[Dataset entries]
[Start of section]
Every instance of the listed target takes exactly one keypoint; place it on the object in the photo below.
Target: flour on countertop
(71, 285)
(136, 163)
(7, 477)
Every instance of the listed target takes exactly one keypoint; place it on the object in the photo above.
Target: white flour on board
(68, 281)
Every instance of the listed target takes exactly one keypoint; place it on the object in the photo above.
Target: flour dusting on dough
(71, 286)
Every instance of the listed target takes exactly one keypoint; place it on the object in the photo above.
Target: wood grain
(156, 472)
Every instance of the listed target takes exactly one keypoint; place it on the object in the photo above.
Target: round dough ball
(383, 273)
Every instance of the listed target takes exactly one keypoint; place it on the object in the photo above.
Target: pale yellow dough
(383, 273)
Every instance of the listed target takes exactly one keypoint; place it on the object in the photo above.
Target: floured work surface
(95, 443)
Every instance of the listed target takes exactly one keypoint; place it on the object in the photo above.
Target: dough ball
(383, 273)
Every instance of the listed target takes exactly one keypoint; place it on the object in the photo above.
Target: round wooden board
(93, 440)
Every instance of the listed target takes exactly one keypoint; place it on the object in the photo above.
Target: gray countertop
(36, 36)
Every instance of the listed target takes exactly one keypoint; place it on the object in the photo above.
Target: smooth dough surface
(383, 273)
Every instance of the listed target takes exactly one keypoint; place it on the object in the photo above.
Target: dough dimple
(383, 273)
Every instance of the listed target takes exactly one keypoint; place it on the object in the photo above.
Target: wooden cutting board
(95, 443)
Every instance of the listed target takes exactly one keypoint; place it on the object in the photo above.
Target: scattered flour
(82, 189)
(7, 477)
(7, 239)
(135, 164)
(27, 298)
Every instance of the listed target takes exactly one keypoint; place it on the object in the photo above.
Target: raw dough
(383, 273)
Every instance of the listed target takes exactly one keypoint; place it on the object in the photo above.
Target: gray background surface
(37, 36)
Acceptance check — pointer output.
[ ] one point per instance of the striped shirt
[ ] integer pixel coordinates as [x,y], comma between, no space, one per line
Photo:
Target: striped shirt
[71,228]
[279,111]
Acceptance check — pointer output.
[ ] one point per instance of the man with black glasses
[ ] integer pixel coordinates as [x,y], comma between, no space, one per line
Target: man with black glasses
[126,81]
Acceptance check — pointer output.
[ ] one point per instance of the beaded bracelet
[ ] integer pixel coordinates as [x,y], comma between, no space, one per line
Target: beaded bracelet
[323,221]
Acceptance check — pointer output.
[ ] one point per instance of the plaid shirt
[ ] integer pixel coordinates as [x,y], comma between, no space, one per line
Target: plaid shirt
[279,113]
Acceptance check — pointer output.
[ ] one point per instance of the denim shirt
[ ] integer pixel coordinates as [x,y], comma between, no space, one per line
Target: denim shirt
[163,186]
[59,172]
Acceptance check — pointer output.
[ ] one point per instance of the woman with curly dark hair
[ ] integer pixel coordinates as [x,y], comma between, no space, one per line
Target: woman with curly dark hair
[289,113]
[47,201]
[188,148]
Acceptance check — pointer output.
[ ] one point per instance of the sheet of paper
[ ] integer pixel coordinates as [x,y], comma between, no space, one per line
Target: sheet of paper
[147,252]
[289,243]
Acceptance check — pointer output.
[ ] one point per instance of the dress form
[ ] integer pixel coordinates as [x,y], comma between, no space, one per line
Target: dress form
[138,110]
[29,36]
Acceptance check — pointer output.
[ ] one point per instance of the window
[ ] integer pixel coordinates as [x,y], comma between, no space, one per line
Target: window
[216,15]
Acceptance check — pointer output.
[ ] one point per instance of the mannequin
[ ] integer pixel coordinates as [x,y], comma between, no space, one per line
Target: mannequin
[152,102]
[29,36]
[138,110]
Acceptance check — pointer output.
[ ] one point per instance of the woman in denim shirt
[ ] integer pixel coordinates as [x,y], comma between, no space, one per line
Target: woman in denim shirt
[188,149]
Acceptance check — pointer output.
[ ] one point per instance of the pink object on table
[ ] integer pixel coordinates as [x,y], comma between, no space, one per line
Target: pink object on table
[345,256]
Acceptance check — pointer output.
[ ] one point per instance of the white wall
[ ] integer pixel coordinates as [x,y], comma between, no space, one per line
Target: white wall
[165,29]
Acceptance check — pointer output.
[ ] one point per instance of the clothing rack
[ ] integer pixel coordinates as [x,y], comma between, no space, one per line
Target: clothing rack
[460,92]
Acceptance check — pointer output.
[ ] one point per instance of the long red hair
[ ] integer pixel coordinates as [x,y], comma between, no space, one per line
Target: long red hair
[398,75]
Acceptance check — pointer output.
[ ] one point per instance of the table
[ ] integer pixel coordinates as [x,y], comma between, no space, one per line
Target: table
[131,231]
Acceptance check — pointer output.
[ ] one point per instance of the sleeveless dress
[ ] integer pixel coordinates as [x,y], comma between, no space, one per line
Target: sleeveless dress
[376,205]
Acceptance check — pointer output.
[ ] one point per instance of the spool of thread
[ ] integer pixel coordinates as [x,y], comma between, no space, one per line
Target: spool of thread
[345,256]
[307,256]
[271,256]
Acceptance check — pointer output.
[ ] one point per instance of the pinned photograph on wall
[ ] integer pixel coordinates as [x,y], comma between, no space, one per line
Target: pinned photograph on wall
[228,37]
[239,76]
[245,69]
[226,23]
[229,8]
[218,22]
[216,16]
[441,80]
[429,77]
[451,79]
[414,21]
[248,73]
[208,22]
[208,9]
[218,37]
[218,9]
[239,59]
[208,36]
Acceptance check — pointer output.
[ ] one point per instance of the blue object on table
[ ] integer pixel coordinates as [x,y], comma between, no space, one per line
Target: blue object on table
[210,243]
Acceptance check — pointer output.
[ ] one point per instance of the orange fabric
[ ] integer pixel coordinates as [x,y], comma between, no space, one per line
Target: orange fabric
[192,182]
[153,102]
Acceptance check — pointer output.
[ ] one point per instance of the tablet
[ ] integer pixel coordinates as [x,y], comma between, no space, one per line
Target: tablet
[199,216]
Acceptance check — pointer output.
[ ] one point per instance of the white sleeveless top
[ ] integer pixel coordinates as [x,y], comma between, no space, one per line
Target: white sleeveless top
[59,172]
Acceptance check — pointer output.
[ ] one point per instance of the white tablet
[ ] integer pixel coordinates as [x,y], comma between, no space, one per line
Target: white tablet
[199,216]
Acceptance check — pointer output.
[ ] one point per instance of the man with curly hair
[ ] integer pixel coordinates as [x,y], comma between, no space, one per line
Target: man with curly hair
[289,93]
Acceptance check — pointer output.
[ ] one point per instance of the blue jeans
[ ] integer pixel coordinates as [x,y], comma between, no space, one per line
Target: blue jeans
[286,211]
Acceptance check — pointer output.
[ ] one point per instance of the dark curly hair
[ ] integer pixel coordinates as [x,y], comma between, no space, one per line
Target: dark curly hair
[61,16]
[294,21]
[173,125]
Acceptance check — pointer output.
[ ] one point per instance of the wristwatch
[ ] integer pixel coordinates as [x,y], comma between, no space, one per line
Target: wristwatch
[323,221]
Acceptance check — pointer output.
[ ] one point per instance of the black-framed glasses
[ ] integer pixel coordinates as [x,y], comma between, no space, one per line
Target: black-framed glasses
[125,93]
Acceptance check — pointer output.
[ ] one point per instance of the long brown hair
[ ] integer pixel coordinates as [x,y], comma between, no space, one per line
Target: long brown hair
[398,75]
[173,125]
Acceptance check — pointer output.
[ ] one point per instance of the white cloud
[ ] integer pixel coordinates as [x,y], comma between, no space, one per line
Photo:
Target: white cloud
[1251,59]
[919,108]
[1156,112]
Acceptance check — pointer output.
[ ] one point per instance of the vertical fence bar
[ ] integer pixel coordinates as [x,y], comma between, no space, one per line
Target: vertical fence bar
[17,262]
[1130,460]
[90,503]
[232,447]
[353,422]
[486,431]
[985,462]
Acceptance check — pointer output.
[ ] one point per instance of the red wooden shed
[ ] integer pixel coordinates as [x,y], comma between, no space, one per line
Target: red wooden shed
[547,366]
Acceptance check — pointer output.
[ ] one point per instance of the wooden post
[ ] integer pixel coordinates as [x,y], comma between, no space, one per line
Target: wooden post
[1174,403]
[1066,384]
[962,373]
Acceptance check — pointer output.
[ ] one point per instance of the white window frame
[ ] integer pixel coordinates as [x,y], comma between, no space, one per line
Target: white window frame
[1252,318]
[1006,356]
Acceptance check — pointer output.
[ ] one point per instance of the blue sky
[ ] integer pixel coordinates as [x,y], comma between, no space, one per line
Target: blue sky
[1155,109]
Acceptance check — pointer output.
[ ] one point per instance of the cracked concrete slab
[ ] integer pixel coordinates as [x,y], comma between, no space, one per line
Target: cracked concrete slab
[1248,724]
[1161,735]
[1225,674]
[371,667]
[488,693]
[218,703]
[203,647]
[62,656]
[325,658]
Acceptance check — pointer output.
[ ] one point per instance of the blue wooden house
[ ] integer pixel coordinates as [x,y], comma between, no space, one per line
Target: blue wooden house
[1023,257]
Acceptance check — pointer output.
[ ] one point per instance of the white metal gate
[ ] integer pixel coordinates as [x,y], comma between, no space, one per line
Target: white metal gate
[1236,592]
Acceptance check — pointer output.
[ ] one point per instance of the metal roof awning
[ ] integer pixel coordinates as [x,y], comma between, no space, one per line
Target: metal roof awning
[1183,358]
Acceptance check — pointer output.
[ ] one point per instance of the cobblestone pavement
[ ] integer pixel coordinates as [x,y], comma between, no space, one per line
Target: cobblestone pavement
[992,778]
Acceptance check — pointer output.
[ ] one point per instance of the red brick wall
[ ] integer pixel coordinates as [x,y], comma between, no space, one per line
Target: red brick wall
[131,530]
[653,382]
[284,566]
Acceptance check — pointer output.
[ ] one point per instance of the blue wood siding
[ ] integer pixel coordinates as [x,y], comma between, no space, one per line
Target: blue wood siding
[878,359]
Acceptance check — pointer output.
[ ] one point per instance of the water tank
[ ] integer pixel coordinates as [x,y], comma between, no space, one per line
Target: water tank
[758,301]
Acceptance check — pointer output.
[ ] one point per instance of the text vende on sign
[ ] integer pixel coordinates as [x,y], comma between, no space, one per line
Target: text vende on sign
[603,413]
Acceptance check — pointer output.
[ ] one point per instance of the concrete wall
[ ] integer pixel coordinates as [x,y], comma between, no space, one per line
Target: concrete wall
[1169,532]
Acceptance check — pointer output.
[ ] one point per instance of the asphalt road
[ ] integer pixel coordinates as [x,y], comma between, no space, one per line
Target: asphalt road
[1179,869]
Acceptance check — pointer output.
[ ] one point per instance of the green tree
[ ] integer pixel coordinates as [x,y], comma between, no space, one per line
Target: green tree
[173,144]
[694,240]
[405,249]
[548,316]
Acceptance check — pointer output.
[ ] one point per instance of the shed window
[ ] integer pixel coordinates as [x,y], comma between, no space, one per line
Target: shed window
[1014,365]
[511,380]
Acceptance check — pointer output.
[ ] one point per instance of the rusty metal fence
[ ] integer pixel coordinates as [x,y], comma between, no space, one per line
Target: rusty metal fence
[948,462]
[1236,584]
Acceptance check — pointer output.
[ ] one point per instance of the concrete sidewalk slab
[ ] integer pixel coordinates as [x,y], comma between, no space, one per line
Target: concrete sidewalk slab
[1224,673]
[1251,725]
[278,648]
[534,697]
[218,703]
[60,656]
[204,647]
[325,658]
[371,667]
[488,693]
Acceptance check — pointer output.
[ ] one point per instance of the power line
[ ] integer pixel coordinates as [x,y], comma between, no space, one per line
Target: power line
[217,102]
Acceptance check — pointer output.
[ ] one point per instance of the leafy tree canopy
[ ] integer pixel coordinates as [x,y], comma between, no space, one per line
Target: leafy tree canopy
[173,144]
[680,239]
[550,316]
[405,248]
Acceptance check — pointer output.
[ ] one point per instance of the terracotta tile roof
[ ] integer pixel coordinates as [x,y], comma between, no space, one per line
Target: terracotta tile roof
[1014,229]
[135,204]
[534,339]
[End of section]
**Exercise instructions**
Retype the records above, but only those lines that fall between the line containing "[ ] one point per instance of the white window" and the line containing "[ ] one point per instance of the cracked", with both of those lines included, exactly as written.

**Output for this task**
[ ] one point per instance of the white window frame
[ ] integer pixel coordinates as [x,y], comma between, no space, one per line
Target: white window frame
[1252,318]
[1006,356]
Acceptance check — pointer output.
[ ] one point per instance of the blue sky
[ ] integer pixel coordinates as [x,y], comma between, no space, one per line
Target: blue sky
[1155,109]
Acceptance check — pointer output.
[ ] one point per instance of the cracked concrete slab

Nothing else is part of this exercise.